Return, unchanged and with no pictures, the lines below from the very first through the one that contains "# for every instance of the hill, set".

-- Excerpted records follows --

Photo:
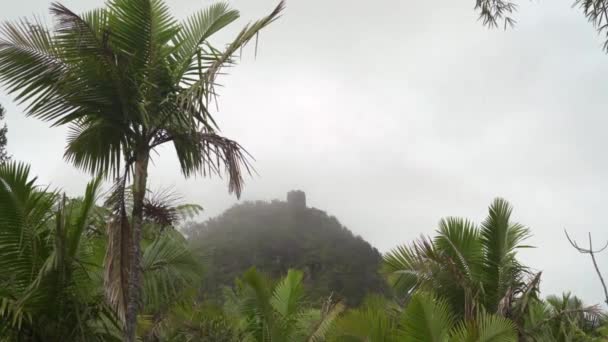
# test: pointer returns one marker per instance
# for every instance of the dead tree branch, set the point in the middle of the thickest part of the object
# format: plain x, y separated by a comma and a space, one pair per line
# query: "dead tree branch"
592, 253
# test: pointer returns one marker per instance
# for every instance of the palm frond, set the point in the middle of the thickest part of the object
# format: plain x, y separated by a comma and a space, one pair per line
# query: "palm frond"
492, 12
485, 328
168, 267
196, 30
288, 294
501, 238
596, 12
426, 318
196, 96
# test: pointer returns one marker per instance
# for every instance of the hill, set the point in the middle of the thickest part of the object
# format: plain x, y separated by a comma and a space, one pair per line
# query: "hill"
279, 235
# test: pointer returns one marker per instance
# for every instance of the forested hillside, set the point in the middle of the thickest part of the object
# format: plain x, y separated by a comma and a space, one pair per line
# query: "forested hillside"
276, 236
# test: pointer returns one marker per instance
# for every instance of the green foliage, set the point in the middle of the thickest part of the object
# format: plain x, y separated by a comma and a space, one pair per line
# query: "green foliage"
3, 140
472, 267
274, 312
51, 262
274, 238
50, 283
494, 13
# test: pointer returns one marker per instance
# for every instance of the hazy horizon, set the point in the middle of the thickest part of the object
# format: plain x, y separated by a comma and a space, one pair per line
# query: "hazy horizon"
391, 116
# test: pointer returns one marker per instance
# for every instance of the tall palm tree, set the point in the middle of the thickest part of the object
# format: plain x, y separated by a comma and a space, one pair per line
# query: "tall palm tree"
474, 268
127, 79
51, 261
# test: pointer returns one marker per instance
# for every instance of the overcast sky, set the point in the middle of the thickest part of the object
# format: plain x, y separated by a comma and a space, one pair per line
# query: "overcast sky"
391, 114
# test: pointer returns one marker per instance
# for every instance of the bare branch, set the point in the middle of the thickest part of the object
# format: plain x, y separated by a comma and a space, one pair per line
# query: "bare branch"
592, 253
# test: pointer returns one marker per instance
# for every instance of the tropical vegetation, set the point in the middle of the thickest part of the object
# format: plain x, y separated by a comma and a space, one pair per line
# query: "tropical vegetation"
120, 264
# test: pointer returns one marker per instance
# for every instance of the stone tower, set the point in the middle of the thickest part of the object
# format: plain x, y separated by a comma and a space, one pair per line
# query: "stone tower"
296, 199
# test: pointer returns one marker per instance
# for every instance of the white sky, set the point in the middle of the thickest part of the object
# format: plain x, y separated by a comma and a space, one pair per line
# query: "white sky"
391, 114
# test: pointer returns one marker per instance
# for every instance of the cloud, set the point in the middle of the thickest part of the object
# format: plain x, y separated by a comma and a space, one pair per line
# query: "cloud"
392, 114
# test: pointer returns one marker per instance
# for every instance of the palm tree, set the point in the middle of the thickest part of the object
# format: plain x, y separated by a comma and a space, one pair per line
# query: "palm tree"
494, 13
377, 319
51, 278
269, 312
127, 79
426, 318
563, 318
51, 257
474, 268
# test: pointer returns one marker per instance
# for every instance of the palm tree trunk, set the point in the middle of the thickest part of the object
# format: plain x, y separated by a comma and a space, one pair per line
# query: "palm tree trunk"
140, 178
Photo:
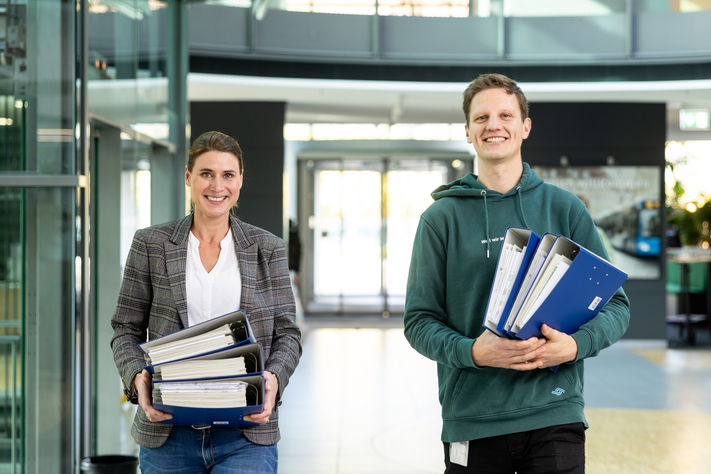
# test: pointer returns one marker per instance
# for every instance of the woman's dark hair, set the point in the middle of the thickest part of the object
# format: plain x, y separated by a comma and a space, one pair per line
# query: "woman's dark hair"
214, 141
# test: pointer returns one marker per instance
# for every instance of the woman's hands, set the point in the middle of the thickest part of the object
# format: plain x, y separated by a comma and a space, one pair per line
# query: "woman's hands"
142, 382
271, 387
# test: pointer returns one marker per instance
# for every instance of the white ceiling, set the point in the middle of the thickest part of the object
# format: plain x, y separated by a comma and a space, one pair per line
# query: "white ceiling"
349, 101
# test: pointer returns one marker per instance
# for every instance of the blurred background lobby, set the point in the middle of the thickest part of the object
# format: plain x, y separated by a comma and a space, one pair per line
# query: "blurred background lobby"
349, 115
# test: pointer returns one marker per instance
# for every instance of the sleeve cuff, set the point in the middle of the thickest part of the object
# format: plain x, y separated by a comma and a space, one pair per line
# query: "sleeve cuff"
464, 352
584, 341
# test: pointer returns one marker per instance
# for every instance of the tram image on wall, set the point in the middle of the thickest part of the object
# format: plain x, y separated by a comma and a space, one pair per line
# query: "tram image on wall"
635, 229
626, 204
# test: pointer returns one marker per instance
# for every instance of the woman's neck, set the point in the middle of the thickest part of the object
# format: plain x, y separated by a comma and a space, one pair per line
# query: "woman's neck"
210, 230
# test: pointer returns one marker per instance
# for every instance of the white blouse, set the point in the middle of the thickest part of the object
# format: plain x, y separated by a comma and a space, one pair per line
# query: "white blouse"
218, 292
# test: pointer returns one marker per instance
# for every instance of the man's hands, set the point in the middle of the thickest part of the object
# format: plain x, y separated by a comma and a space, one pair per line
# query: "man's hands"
553, 349
142, 382
271, 386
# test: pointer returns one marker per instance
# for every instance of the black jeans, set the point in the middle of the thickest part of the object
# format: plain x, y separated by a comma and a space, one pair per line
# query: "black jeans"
555, 450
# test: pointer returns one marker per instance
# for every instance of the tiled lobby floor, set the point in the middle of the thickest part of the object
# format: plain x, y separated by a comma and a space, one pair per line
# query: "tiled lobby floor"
363, 401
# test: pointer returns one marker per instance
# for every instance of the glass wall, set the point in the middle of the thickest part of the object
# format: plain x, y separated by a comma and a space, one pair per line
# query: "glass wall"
362, 223
38, 235
51, 336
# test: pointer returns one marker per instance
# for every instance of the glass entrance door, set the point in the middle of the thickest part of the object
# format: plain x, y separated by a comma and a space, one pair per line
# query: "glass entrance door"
365, 214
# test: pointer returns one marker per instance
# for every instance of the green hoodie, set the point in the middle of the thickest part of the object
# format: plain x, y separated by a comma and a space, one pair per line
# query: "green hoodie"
453, 261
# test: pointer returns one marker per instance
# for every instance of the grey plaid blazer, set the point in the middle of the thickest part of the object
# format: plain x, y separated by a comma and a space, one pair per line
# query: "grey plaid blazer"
152, 303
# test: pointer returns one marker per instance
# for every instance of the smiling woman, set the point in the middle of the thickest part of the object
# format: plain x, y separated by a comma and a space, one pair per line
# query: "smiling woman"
192, 270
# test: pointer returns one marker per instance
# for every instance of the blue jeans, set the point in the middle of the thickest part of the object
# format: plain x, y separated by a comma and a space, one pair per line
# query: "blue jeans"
213, 450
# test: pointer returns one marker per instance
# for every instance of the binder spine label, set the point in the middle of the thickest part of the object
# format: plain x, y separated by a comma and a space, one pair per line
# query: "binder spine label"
594, 304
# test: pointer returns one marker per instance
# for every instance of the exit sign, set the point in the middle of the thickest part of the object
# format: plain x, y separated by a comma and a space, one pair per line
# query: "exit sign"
695, 119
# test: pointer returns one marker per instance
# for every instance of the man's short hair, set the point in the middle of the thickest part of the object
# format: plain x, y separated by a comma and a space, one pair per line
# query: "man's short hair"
494, 81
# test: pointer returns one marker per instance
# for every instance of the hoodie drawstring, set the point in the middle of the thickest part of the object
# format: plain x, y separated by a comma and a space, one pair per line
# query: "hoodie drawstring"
520, 205
486, 216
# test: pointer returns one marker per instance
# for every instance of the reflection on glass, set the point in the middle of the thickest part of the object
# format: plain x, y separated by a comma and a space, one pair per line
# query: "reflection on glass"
552, 8
408, 197
347, 249
441, 8
365, 224
11, 265
128, 64
135, 192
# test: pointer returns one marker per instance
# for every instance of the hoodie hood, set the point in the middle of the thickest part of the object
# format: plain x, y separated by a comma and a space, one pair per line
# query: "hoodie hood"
469, 186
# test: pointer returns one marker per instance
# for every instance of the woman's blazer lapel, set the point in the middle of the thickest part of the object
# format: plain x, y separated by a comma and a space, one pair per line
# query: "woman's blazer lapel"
176, 252
247, 258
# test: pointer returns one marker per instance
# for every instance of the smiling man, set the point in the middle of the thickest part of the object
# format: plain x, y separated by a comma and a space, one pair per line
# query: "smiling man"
503, 411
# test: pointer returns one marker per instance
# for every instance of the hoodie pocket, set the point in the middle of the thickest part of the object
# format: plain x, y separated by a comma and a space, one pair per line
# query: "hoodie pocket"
495, 392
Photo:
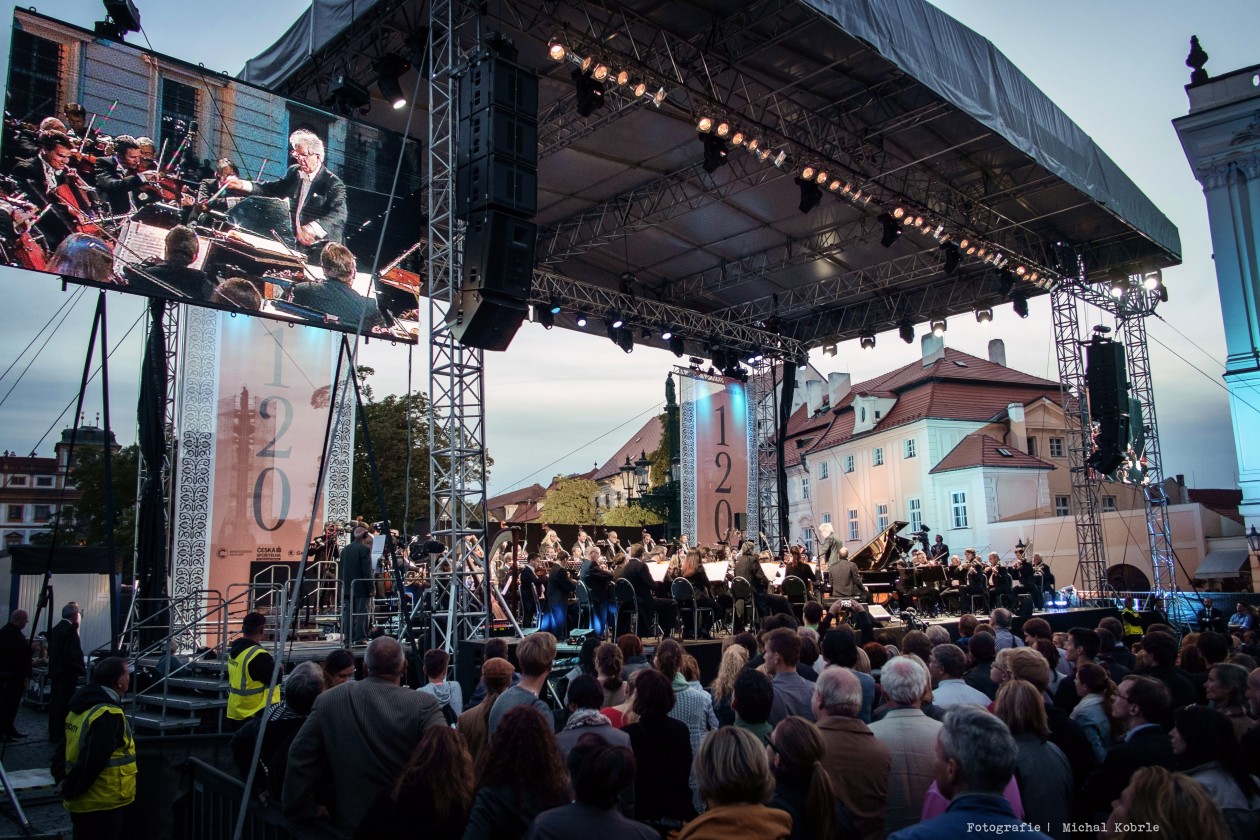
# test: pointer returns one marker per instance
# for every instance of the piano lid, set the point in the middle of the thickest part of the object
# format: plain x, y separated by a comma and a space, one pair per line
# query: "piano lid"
883, 549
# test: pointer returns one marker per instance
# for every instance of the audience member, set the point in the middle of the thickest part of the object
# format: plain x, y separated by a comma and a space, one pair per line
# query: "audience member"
733, 776
522, 776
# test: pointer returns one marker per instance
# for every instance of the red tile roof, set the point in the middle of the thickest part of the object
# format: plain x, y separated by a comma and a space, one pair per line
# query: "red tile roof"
645, 441
979, 450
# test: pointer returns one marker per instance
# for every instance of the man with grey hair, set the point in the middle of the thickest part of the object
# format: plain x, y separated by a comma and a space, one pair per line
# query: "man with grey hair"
857, 762
946, 666
364, 732
316, 197
906, 729
975, 757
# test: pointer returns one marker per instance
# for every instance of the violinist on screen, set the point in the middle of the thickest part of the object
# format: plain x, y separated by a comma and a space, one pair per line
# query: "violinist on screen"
316, 197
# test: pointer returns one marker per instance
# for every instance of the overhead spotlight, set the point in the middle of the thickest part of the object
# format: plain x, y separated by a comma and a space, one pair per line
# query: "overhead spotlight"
891, 229
1019, 304
389, 69
590, 92
715, 153
810, 194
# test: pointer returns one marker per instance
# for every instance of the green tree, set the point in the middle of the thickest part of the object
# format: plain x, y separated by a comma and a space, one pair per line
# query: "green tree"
630, 516
571, 501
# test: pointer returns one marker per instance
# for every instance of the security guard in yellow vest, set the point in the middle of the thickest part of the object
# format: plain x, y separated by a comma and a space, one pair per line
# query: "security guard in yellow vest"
250, 668
97, 766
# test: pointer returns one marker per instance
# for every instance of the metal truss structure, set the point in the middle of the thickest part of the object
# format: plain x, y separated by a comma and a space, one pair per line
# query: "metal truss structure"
456, 384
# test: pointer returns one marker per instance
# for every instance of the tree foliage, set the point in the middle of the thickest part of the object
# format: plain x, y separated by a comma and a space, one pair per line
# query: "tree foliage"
571, 501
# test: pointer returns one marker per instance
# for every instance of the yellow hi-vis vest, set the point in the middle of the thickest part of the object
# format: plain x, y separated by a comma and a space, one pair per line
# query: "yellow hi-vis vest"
247, 695
116, 785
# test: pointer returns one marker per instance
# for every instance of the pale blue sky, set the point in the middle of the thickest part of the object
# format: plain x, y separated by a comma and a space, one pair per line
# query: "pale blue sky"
1114, 67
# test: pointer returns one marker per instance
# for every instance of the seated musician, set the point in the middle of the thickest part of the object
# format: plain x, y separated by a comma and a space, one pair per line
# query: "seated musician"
693, 572
120, 179
335, 296
39, 176
747, 566
599, 586
173, 275
316, 197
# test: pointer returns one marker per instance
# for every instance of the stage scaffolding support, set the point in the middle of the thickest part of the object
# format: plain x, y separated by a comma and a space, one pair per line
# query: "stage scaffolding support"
1086, 509
456, 384
1163, 562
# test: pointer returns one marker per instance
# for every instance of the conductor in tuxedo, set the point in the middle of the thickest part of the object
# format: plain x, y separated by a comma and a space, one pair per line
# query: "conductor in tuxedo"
316, 197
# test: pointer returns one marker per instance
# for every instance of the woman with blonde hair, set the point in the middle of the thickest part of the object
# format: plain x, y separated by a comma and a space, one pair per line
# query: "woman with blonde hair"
733, 777
735, 658
1042, 772
1174, 802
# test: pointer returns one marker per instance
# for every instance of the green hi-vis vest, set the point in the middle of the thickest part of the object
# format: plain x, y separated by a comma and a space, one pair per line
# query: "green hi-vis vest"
116, 785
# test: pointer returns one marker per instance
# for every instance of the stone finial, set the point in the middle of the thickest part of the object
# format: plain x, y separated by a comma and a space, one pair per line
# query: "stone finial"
1196, 61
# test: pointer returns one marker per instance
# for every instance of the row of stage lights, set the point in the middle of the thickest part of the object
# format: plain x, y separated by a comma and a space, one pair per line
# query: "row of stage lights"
591, 76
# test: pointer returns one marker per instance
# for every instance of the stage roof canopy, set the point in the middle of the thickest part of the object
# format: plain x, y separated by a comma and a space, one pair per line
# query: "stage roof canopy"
904, 106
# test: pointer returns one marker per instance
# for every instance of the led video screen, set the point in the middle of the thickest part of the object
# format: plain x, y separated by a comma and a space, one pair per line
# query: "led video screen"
130, 170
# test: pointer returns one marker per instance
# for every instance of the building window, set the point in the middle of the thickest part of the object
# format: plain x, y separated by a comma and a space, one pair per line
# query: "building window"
34, 71
958, 509
178, 110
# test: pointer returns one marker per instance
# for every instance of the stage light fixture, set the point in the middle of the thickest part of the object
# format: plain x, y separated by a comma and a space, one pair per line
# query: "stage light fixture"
891, 229
810, 194
389, 69
590, 93
715, 153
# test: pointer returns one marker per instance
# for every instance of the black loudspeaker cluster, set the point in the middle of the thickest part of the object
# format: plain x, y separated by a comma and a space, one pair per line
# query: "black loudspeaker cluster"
1108, 382
497, 194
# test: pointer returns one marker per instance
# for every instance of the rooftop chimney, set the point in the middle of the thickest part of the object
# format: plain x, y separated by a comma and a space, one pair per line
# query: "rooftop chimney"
998, 351
838, 384
934, 348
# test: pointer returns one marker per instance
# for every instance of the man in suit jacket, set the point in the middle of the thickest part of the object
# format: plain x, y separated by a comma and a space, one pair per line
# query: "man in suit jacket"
355, 576
316, 197
1139, 703
906, 729
64, 668
363, 732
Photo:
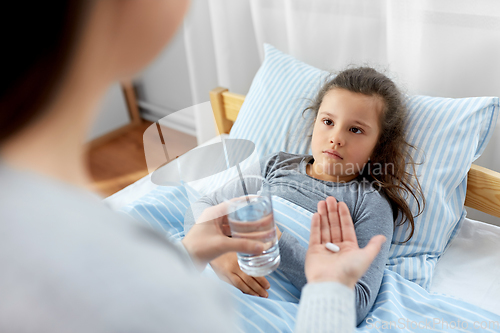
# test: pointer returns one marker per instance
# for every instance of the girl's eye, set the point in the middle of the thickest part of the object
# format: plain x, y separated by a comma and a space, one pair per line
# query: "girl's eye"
327, 122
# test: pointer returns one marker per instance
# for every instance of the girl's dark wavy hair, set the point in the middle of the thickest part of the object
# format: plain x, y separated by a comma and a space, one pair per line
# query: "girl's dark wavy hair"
392, 148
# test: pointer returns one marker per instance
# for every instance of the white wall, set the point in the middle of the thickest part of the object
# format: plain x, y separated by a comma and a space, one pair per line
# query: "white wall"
164, 87
112, 113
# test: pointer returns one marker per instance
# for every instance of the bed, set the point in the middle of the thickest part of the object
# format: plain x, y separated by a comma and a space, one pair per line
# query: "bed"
451, 287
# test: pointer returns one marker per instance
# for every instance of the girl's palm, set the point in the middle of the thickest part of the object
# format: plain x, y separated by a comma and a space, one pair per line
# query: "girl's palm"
333, 224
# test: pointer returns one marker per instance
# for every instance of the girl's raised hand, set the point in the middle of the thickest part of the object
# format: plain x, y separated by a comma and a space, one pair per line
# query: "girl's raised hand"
333, 223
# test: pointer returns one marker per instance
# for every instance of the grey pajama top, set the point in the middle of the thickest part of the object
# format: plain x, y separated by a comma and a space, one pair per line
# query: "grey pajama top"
370, 210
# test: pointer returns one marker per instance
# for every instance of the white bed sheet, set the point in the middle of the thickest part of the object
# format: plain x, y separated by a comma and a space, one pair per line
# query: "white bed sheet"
468, 270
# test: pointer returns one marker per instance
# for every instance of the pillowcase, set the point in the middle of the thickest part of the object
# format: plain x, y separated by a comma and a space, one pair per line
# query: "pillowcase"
163, 209
450, 134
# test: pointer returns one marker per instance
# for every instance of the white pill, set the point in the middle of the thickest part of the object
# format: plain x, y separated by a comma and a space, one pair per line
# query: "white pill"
332, 247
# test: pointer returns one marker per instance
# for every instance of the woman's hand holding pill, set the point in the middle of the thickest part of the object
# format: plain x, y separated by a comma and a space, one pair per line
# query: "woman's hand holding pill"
333, 224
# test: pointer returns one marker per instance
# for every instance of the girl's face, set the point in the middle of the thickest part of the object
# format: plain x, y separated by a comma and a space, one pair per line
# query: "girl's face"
345, 133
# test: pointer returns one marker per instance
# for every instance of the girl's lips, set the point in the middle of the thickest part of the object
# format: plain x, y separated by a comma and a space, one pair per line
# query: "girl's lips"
333, 154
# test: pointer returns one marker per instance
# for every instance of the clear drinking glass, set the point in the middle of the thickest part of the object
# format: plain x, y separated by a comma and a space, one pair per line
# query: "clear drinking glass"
251, 217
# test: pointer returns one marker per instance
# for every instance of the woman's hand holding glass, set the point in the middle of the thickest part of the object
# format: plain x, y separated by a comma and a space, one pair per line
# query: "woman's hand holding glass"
208, 239
332, 223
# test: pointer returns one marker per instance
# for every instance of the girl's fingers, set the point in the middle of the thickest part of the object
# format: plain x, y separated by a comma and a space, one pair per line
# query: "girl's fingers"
315, 236
348, 232
333, 217
325, 225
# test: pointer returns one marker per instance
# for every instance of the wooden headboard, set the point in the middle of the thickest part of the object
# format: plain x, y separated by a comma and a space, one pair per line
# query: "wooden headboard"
483, 185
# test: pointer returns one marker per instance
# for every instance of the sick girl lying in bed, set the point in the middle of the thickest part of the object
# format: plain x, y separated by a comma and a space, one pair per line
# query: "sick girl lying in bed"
359, 156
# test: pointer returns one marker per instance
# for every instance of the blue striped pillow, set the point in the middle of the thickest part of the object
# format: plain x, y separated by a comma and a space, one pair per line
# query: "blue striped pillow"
163, 209
451, 133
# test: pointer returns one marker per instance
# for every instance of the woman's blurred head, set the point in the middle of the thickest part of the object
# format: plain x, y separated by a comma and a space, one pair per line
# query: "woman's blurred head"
47, 44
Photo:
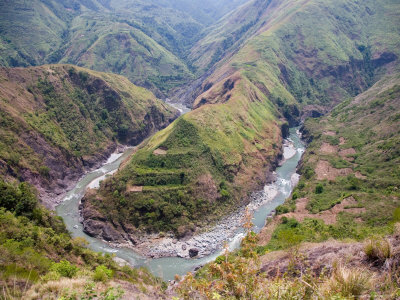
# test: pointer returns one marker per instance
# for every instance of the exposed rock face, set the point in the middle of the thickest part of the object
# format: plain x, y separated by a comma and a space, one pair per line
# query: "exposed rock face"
65, 121
193, 252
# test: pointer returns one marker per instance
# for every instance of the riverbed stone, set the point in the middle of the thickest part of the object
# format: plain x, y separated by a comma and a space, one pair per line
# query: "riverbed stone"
193, 252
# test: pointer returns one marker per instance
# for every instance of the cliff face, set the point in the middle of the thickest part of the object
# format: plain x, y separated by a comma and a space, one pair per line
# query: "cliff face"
283, 71
59, 121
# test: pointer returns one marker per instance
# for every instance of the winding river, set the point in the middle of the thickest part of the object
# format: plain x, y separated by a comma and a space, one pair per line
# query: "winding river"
262, 205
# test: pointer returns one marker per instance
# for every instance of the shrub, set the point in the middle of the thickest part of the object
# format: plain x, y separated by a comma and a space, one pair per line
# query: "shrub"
319, 189
378, 249
349, 282
102, 273
65, 268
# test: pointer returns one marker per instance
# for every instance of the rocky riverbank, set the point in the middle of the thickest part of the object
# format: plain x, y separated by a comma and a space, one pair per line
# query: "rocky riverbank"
199, 245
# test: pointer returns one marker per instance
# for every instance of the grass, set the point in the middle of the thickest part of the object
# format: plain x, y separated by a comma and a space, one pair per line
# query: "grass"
39, 259
73, 110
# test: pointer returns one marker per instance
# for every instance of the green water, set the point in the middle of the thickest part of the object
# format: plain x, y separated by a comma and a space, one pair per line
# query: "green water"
168, 267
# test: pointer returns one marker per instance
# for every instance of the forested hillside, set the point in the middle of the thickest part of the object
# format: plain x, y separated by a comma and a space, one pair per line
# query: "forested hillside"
206, 163
144, 41
249, 71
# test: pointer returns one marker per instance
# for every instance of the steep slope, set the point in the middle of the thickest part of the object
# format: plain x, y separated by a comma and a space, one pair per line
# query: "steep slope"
207, 162
351, 169
309, 52
58, 120
190, 174
339, 234
39, 259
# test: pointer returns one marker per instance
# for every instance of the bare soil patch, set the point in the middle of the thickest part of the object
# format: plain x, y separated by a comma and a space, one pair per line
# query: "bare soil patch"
347, 152
134, 189
324, 170
330, 133
328, 216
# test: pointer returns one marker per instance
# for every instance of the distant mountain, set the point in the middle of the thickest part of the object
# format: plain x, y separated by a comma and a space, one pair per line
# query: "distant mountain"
59, 120
309, 52
296, 59
146, 41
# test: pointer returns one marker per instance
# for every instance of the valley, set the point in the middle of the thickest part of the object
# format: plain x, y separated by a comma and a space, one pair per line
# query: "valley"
162, 129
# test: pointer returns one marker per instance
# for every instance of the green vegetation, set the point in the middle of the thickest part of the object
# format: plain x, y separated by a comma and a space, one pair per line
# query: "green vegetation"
261, 89
190, 174
243, 274
60, 116
36, 249
372, 182
145, 41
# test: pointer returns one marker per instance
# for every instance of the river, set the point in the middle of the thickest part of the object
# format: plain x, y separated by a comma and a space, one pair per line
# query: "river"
262, 204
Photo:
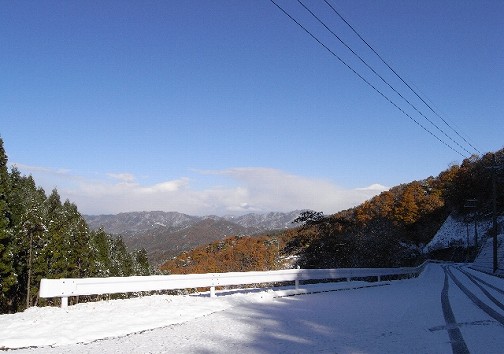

-- Excerpted records concluded --

- [Exercise result]:
Photo:
# test: pointer returns one marker per instance
# for every instance of the dead tree branch, set the point in the middle of the thickest part of the object
# format: plain x, y separated by a comma and a space, one pair per line
# query: "dead tree branch"
592, 253
# test: pointer returns one marker per instance
# for every instance of the palm frond, set the point in the middle of the thickest part of the object
# format: plain x, y separated by a comma and a space, one pair per line
# query: "palm frond"
492, 12
485, 328
168, 267
196, 30
288, 294
501, 238
596, 12
426, 318
196, 96
# test: pointer returns one marker per instance
# for every instance of the hill, set the point in the middle of the thickest part of the object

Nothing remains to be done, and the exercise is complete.